::: Items :::

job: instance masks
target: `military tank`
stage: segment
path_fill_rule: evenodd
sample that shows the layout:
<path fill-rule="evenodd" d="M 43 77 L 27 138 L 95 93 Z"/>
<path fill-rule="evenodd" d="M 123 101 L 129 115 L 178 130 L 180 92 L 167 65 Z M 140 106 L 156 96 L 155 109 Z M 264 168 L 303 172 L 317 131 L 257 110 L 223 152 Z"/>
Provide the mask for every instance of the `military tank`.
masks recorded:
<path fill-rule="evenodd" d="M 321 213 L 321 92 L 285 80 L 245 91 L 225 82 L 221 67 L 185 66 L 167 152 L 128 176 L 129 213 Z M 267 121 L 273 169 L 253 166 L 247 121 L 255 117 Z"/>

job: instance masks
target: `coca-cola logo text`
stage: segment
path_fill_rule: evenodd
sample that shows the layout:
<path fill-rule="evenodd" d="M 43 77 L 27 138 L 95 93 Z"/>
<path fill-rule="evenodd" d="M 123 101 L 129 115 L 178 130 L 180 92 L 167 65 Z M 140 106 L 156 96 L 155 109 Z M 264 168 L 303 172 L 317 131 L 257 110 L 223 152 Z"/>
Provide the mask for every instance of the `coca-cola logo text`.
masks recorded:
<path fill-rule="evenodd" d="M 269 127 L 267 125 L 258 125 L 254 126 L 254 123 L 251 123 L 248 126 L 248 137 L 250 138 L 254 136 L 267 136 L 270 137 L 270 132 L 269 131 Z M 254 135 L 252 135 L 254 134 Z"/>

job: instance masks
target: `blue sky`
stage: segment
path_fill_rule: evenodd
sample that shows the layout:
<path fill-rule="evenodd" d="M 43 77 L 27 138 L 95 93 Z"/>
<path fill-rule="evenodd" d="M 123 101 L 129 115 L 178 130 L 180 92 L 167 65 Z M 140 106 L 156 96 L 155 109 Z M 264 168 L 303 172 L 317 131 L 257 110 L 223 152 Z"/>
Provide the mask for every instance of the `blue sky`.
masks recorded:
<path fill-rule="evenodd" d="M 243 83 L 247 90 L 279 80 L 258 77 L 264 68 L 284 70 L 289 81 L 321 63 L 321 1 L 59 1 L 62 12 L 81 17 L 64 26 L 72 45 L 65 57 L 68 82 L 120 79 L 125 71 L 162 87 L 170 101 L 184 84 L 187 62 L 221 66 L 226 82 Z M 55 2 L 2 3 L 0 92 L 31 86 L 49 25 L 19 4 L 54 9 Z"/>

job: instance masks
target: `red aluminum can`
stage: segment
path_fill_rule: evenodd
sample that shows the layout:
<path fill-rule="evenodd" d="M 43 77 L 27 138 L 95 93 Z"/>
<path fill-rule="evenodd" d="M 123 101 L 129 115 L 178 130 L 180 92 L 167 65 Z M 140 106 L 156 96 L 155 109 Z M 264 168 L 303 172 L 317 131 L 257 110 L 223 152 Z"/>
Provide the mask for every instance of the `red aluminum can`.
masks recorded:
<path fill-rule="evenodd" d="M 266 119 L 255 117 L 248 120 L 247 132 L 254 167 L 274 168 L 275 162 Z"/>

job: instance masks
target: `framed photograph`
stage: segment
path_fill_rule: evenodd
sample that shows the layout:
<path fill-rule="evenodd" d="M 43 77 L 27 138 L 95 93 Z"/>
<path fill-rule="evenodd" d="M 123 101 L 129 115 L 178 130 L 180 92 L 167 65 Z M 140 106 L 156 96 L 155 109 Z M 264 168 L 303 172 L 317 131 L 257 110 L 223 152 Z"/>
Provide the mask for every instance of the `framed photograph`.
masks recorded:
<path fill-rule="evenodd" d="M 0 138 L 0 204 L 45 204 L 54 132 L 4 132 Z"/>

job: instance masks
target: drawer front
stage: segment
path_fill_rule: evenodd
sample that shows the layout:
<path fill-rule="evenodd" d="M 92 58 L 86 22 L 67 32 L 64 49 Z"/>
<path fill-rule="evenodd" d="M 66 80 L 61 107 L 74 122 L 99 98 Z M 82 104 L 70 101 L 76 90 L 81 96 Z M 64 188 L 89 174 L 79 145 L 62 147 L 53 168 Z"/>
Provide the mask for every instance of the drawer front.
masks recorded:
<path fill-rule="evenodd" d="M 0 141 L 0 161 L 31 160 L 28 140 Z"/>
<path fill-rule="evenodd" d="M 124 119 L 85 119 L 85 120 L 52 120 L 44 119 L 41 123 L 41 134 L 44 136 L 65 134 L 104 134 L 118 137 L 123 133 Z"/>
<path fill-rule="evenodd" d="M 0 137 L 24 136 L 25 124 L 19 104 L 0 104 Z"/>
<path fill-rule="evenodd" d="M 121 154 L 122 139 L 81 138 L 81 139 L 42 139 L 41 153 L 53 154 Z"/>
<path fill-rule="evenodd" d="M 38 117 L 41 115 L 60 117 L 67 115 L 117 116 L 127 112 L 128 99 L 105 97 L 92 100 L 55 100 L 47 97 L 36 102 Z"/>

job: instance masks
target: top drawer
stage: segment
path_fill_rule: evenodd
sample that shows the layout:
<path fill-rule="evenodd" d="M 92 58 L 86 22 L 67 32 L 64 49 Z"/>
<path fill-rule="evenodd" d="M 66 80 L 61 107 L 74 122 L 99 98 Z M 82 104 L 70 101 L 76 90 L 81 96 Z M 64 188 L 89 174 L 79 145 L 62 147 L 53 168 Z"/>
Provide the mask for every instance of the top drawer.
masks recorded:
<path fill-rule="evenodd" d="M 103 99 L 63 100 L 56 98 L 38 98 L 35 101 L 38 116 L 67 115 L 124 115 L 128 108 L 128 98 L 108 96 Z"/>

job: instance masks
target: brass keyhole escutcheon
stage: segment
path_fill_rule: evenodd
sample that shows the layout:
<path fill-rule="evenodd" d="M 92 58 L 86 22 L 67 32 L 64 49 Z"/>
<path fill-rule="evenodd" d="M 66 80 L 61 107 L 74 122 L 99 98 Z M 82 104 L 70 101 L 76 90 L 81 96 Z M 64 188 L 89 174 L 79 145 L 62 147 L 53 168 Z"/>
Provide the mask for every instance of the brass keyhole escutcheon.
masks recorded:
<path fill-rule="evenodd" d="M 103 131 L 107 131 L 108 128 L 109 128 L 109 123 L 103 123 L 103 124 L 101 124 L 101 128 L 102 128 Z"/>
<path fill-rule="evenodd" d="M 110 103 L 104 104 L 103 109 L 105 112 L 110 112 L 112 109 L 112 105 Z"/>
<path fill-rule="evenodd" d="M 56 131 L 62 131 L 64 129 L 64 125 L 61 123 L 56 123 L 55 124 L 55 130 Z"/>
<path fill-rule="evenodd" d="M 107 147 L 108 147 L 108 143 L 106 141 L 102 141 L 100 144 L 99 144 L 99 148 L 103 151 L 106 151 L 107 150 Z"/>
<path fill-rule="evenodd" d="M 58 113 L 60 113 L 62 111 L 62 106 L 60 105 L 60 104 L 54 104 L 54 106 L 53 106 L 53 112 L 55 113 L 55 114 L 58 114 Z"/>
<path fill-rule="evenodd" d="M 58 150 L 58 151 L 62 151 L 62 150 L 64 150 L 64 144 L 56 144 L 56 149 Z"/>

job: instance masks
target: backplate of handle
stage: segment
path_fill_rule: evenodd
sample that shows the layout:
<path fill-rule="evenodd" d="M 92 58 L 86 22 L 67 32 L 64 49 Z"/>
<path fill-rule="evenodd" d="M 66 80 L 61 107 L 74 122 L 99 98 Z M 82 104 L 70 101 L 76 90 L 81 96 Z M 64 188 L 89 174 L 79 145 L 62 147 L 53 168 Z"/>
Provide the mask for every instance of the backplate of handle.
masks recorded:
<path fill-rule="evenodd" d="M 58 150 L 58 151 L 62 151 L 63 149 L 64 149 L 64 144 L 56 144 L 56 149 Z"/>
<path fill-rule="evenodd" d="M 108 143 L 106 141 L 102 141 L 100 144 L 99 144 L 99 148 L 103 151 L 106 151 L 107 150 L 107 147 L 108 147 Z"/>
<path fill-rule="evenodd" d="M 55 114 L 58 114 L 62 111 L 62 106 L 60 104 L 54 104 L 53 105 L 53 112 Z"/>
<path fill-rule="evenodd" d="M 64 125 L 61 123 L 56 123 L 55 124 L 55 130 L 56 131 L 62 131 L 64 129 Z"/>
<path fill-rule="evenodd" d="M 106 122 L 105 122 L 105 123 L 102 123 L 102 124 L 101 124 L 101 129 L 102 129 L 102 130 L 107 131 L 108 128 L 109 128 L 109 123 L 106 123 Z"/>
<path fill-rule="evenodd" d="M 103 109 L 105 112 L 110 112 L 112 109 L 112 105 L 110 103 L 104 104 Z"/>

:::

» **Problem to work on**:
Report each line above that contains the string "coca", copying the whole line. Case counts.

» **Finished task**:
target: `coca-cola logo text`
Provide the mask for every instance of the `coca-cola logo text`.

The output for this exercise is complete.